Set task ▸
Reproduce the flint patina article below word for word, in full.

Given text ▸

A CLOSE LOOK AT FLINT PATINA
By Robert Bingham
Texas Cache Magazine 2025
For archaeologists and artifact enthusiasts alike, “flint patina” has come to mean “a change in the surface appearance of an ancient flint artifact created by long term chemical weathering.” This subtle transformation includes alterations in color, texture, and luster often coupled with a progressive smoothing and polishing of the relic’s surface.
When first examined we see that flint patination is a process that turns many examples frosty blue then white while it polishes broader surfaces and increases their reflective luster. Sometimes this patina appears as a solid color and other times it looks splotchy like rain spreading across your windshield. And after a few years of hands-on experience one might also discover that broader pieces (when patinated) are often found more bleached on one side than on the other with the lighter side always facing up when they’re found in situ.
Looking at it from a digger/collector’s perspective, flint patination is a progressive long-term process that appears to turn flint relics blue then white, polish their exposed surfaces, and increase their reflective luster. Effects that many of us have learned firsthand can both greatly increase an artifact’s visual beauty and immediately provide even the most jaded of evaluators with undeniable proof of its authenticity.
So could water have something to do with all of this?
And what do such clues tell us about the chemical changes that can enhance a flint artifact’s visual beauty and provide even the most doubtful evaluator with undeniable proof of that particular relic’s authenticity?
A 4" long Fredericksburg point from the collection of the author with a nice example of bleached microfossils in the patina.
But first of all, what is flint?
‘Flint’ or what is also called ‘Chert’ is classified as a cryptocrystalline (“hidden crystal”) quartz. This simply means that it is a stone mostly composed of microscopic silica (SiO2) crystals with only minor traces of other elements or minerals. Flint also contains a small percentage of water and is surprisingly permeable when exposed to sub-surface aqueous solutions. This internal water content also helps to explain why flint cracks and pops when overheated and why some artifacts appear to develop instant patina right after they’re exposed to the air and allowed to dry.

Provided information ▸
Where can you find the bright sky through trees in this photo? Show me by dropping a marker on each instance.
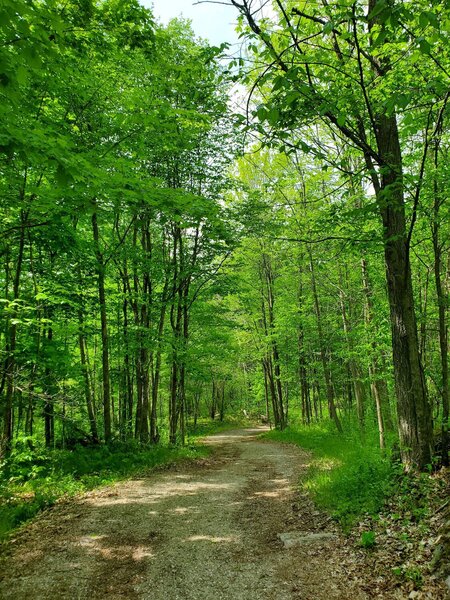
(214, 22)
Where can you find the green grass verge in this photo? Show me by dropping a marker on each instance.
(348, 476)
(31, 480)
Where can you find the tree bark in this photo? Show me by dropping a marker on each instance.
(104, 330)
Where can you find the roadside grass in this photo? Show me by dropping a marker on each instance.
(348, 476)
(34, 479)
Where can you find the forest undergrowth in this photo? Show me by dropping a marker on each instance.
(33, 478)
(396, 520)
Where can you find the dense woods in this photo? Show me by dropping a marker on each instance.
(163, 259)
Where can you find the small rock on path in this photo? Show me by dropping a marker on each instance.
(206, 531)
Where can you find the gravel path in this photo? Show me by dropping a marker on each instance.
(198, 532)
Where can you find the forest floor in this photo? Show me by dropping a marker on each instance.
(233, 526)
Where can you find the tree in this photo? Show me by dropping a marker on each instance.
(350, 82)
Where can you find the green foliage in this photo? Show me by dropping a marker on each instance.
(32, 480)
(347, 477)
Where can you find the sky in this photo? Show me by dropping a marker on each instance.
(215, 22)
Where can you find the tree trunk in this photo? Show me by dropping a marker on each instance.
(323, 355)
(104, 330)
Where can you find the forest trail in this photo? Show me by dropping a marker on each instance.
(201, 531)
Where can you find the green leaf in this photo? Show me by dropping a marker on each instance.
(424, 46)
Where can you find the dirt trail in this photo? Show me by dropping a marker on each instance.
(208, 531)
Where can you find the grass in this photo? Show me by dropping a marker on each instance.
(349, 477)
(32, 480)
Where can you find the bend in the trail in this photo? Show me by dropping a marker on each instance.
(233, 528)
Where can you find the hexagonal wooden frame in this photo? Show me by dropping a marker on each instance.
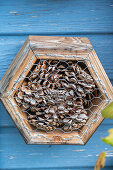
(63, 47)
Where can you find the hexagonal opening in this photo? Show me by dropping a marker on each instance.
(56, 94)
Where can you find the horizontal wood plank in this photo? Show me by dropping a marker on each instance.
(46, 17)
(16, 154)
(10, 45)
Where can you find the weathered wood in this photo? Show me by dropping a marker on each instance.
(58, 17)
(60, 157)
(80, 47)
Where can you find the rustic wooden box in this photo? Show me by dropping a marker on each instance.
(61, 53)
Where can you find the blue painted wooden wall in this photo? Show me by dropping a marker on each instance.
(18, 19)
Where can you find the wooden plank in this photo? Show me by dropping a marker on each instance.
(59, 46)
(56, 17)
(15, 154)
(11, 44)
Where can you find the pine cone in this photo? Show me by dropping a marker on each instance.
(55, 95)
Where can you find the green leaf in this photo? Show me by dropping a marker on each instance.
(109, 138)
(100, 161)
(107, 112)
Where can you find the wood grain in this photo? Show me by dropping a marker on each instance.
(52, 46)
(56, 17)
(92, 19)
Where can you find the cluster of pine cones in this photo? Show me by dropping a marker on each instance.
(55, 95)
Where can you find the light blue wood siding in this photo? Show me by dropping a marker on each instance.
(93, 19)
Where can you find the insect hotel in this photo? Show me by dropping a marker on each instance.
(55, 89)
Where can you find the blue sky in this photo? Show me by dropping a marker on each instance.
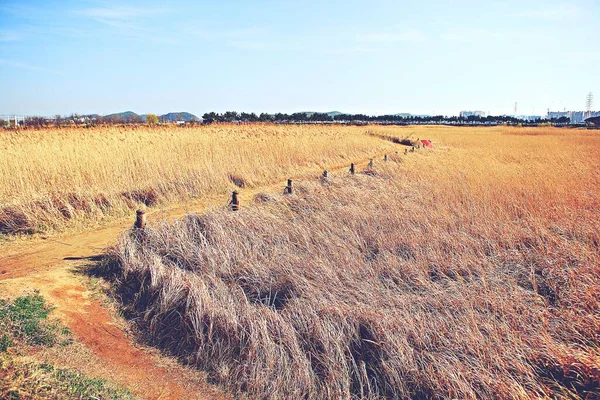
(376, 57)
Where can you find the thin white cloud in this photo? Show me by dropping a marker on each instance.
(129, 22)
(118, 13)
(471, 35)
(25, 66)
(411, 35)
(9, 36)
(552, 12)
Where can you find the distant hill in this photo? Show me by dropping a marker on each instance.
(130, 116)
(330, 113)
(127, 116)
(178, 116)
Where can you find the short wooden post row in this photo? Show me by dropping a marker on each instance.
(235, 201)
(140, 219)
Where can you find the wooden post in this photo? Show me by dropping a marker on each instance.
(235, 202)
(140, 219)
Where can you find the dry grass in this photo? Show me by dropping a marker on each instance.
(56, 178)
(465, 272)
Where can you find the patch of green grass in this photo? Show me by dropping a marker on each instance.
(25, 320)
(26, 380)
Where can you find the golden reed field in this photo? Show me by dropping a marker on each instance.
(56, 178)
(470, 270)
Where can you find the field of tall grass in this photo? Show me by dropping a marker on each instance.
(467, 271)
(53, 179)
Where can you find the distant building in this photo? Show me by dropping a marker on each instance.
(467, 114)
(576, 117)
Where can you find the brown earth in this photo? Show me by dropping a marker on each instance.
(54, 265)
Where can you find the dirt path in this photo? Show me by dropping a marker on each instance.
(51, 265)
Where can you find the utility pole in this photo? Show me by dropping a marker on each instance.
(589, 103)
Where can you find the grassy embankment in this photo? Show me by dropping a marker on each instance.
(468, 272)
(55, 179)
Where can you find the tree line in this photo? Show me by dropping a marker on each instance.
(301, 117)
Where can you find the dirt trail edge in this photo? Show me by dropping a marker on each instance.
(51, 266)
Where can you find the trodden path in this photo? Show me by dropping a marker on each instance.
(51, 267)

Task output ▸
A CLOSE LOOK AT FLINT PATINA
By Robert Bingham
Texas Cache Magazine 2025
For archaeologists and artifact enthusiasts alike, “flint patina” has come to mean “a change in the surface appearance of an ancient flint artifact created by long term chemical weathering.” This subtle transformation includes alterations in color, texture, and luster often coupled with a progressive smoothing and polishing of the relic’s surface.
When first examined we see that flint patination is a process that turns many examples frosty blue then white while it polishes broader surfaces and increases their reflective luster. Sometimes this patina appears as a solid color and other times it looks splotchy like rain spreading across your windshield. And after a few years of hands-on experience one might also discover that broader pieces (when patinated) are often found more bleached on one side than on the other with the lighter side always facing up when they’re found in situ.
Looking at it from a digger/collector’s perspective, flint patination is a progressive long-term process that appears to turn flint relics blue then white, polish their exposed surfaces, and increase their reflective luster. Effects that many of us have learned firsthand can both greatly increase an artifact’s visual beauty and immediately provide even the most jaded of evaluators with undeniable proof of its authenticity.
So could water have something to do with all of this?
And what do such clues tell us about the chemical changes that can enhance a flint artifact’s visual beauty and provide even the most doubtful evaluator with undeniable proof of that particular relic’s authenticity?
A 4" long Fredericksburg point from the collection of the author with a nice example of bleached microfossils in the patina.
But first of all, what is flint?
‘Flint’ or what is also called ‘Chert’ is classified as a cryptocrystalline (“hidden crystal”) quartz. This simply means that it is a stone mostly composed of microscopic silica (SiO2) crystals with only minor traces of other elements or minerals. Flint also contains a small percentage of water and is surprisingly permeable when exposed to sub-surface aqueous solutions. This internal water content also helps to explain why flint cracks and pops when overheated and why some artifacts appear to develop instant patina right after they’re exposed to the air and allowed to dry.